### WHAT YOU WILL DO
Restate each of the lines below word for word and drop every picture.

──────── DATA TO PROCESS ────────

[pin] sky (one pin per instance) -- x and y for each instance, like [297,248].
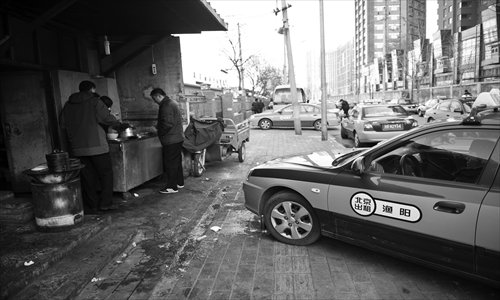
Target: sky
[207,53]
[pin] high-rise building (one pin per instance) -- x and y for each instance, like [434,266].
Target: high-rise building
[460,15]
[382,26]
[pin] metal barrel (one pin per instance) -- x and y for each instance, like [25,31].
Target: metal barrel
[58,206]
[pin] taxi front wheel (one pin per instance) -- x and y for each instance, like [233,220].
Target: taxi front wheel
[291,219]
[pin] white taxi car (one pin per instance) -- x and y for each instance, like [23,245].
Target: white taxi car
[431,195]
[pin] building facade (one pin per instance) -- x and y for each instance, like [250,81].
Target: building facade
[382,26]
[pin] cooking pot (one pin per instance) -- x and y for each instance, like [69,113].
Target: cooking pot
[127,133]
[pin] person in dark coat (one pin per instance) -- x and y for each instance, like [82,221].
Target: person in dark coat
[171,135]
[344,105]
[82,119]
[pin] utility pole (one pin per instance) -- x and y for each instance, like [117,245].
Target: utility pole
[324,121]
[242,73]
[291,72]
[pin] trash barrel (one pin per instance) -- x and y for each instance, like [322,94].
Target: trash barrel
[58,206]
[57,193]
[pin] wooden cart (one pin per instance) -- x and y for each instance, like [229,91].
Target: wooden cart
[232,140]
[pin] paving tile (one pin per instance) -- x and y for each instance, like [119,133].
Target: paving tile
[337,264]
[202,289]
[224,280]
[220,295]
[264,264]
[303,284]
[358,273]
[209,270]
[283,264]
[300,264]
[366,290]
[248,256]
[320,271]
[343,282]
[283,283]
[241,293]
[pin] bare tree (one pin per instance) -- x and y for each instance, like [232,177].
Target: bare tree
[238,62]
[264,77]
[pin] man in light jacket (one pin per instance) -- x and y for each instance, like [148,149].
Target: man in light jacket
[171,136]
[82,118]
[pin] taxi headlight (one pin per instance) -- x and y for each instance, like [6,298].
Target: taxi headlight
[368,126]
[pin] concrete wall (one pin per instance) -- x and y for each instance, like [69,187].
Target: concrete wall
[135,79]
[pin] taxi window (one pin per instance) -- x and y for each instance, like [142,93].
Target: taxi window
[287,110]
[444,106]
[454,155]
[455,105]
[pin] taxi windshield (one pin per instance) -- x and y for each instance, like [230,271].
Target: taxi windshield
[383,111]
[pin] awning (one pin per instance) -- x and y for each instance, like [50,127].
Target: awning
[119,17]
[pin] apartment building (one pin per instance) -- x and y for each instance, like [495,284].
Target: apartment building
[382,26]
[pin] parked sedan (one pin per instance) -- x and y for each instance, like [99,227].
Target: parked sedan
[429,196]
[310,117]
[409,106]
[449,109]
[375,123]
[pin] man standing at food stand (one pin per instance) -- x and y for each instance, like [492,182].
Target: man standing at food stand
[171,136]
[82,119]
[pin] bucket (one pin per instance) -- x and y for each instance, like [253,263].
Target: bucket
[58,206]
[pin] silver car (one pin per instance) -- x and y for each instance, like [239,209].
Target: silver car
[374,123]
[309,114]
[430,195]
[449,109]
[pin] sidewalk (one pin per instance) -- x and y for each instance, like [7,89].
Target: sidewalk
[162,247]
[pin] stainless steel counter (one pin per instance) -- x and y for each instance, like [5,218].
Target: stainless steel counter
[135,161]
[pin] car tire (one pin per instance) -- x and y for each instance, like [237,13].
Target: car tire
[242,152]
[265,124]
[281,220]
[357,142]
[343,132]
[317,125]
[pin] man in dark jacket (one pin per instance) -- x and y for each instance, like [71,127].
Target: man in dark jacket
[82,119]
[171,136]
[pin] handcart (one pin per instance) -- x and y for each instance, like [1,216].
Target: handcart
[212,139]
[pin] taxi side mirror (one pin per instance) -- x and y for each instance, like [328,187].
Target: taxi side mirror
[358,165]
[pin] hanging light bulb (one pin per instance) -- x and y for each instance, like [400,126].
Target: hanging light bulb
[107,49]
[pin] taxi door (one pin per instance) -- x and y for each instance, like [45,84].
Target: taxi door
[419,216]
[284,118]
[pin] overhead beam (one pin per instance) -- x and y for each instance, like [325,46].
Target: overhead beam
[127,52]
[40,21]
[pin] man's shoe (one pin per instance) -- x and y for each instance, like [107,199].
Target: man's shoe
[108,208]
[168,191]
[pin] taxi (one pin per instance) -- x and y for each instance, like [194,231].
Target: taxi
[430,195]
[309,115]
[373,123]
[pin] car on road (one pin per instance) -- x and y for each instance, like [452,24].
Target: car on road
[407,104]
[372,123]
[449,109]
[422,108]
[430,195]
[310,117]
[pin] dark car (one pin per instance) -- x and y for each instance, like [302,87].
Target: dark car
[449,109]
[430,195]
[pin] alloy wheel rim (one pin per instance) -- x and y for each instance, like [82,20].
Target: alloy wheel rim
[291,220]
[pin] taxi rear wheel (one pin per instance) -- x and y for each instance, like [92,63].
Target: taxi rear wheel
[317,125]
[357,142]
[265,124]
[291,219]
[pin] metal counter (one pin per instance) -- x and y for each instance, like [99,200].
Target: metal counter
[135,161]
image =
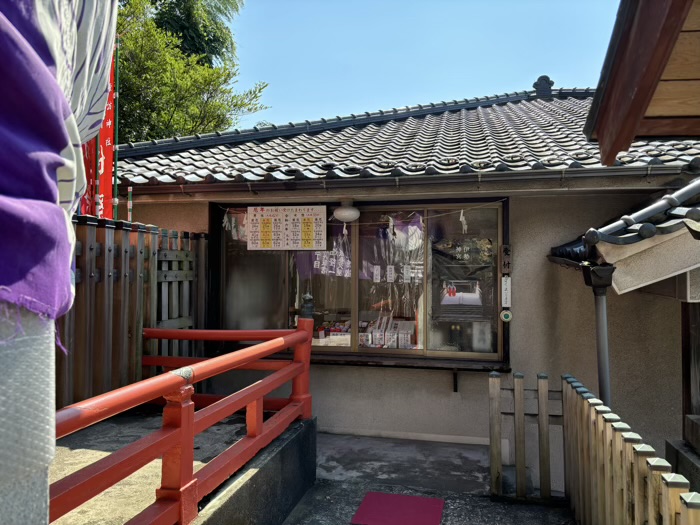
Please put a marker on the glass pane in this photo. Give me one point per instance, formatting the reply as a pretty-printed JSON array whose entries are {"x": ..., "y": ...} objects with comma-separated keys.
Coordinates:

────────

### TASK OUTPUT
[pin] sky (one pin per instance) -- x and y for each instance, like [297,248].
Target: sky
[207,53]
[pin] high-rise building (one pin per instance) -- x and y for each instance, like [434,266].
Target: high-rise building
[460,15]
[382,26]
[pin] metal barrel (one pin per instance) -- x and y for each instance, like [25,31].
Target: metal barrel
[58,206]
[pin] taxi front wheel (one pin per instance) -- x and y for each instance, like [233,220].
Target: taxi front wheel
[291,219]
[pin] white taxi car (one pin per instance) -- x and y for each instance, like [23,245].
Target: white taxi car
[431,195]
[pin] building facade (one pin per instance) -- x and y for each instance, like [250,81].
Target: building facade
[382,26]
[pin] cooking pot (one pin per instance) -- x and y for each instance, like [69,113].
Target: cooking pot
[127,133]
[pin] person in dark coat (one pin per instance) -- x and y for each instance, like [82,221].
Target: person in dark coat
[171,135]
[344,105]
[82,119]
[pin] utility pole (one pin per instance) -- x and y for each instance, like [117,245].
Target: utility pole
[324,121]
[242,73]
[291,72]
[pin] trash barrel (one pin per instance) -- x and y for each instance, like [322,94].
Target: trash barrel
[58,206]
[57,193]
[pin] wooden cart (one pin per instance) -- x and y for each instance, like [229,91].
Target: wooden cart
[232,140]
[pin] paving tile (one pin per instance) -- x and y for each instance, like [119,133].
Target: paving tile
[337,264]
[202,289]
[224,280]
[220,295]
[264,264]
[303,284]
[358,273]
[209,270]
[283,264]
[300,264]
[366,290]
[248,256]
[320,271]
[343,282]
[283,283]
[241,293]
[pin] bare tree (one pin per instance) -- x and y for each instance, like [232,177].
Target: bare tree
[238,62]
[264,77]
[pin] man in light jacket (one pin per instance) -- x and y for each instance, like [148,149].
Target: man in light jacket
[171,136]
[82,118]
[pin] taxi headlight (one pin per instance) -- x and y for each instance, like [6,298].
Target: taxi headlight
[368,126]
[pin] concrete wall (one pin per instance) -- x and y for each instance, like [69,187].
Target: concrete wall
[135,79]
[pin] taxi window (one pin per instance) -- x and y for each instance, like [142,93].
Target: taxi window
[287,110]
[444,106]
[454,155]
[455,105]
[pin] taxi windshield (one pin per instance) -- x and y for each instance, like [230,271].
Target: taxi windshield
[383,111]
[pin] awning (one pin per instance) -- x and y for each instance, like [50,127].
Target: awning
[119,17]
[pin] apartment building (one pin per instance) -- x and y for each instance, like [495,284].
Target: apartment building
[382,26]
[pin] parked sedan (one pin per instance) -- x and y for each instance, like [99,227].
Target: parked sedan
[429,196]
[310,117]
[409,106]
[449,109]
[375,123]
[pin] man standing at food stand (one pin per instance) -- x and y for each instance, like [492,182].
Target: man standing at food stand
[171,136]
[82,119]
[pin] bucket (one pin per instance) -- x and y for each instance, like [253,263].
Target: bucket
[58,206]
[pin] silver car (one pin per instance) -- x and y for each instance, like [239,209].
Target: silver car
[374,123]
[309,114]
[430,195]
[449,109]
[pin] sidewalk (one pin per instance) -- x and y for each instance, like [7,89].
Target: sidewalk
[162,247]
[pin] stainless steel counter (one pin per instance) -- x and y for each instance, like [5,218].
Target: stainless steel counter
[135,161]
[pin] car tire (one pin per instance) -- x and y for each instance, like [237,13].
Target: car tire
[242,152]
[265,124]
[281,220]
[357,142]
[343,132]
[317,125]
[pin] man in dark jacket (one pin per instance) -- x and y for each instance, like [71,127].
Target: man in dark jacket
[82,119]
[171,136]
[pin] handcart (one pin per instance) -- x and y for each instance, like [1,216].
Target: handcart
[212,139]
[pin] taxi side mirror (one pin per instance) -- x and y for each instance, like [328,187].
Target: taxi side mirror
[358,165]
[pin] hanging light bulb (one pin per instance) -- x and y for each instance, like [400,126].
Target: hanging light bulb
[107,49]
[pin] taxi door (one pin per instance) -- x and y for each instance, like [45,84].
Target: taxi door
[419,216]
[284,118]
[pin] overhead beam (one pin per instance) -- x and y for each instance, like [325,46].
Target: overhead beam
[127,52]
[40,21]
[pin] man's shoe (one pin per instance) -- x and y for each instance, like [107,199].
Target: man's shoe
[108,208]
[168,191]
[pin] taxi (one pin per instance) -- x and y for each instance, like [194,231].
Target: taxi
[430,195]
[309,115]
[373,123]
[pin] car on road (one pin per instance) -- x and y for each instance, like [452,24].
Target: car on road
[407,104]
[372,123]
[449,109]
[422,108]
[430,195]
[310,117]
[pin] dark car (one pin per instance) -- x and y for each instance, like [302,87].
Target: dark car
[449,109]
[430,195]
[pin] alloy wheel rim (one pin per instance) -- x and y for each instance, like [82,20].
Target: alloy wheel rim
[291,220]
[pin] taxi rear wheel (one pin per instance) -- x and y for each instance, like [92,63].
Target: taxi rear wheel
[317,125]
[357,142]
[265,124]
[291,219]
[pin] metal counter (one pin per instance) -- x and y for each instance, like [99,200].
Target: metal counter
[135,161]
image =
Please put a marker on the glass pane in this photo. Give me one point per instance, formatting the reply as a pretty-printed JSON array whose entries are {"x": ..., "y": ...} objects with comma-separated keys.
Coordinates:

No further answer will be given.